§ WHAT IS BEING ASKED
Wherever "tile" shows up in the records below, copy the whole line.
________________
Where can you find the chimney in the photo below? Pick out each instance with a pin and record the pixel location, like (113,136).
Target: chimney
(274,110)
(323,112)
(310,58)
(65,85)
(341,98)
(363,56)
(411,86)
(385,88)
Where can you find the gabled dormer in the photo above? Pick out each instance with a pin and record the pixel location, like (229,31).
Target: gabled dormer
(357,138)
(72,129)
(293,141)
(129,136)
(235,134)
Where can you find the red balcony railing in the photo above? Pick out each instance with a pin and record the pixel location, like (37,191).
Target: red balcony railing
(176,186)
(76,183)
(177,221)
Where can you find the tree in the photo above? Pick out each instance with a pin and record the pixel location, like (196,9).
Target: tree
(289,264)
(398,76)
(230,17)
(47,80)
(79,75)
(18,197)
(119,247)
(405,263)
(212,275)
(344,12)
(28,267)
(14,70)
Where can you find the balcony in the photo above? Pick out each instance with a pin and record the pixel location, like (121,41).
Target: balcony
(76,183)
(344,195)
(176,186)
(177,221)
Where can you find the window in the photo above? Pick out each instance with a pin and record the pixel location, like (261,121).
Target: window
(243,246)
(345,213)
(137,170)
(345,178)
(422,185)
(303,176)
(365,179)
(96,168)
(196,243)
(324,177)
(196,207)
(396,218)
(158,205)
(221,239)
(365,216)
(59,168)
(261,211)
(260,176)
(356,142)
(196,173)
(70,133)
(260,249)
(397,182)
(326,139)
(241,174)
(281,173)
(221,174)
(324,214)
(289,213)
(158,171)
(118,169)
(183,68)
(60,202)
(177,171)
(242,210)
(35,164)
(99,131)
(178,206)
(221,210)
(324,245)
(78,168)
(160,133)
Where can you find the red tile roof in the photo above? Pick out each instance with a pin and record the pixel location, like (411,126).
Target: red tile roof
________________
§ SOLUTION TO THE EXERCISE
Where can you find the red tile roof in the photo above? Pick out each instance with a pin and record the pixel location, like (411,126).
Target: red tile roof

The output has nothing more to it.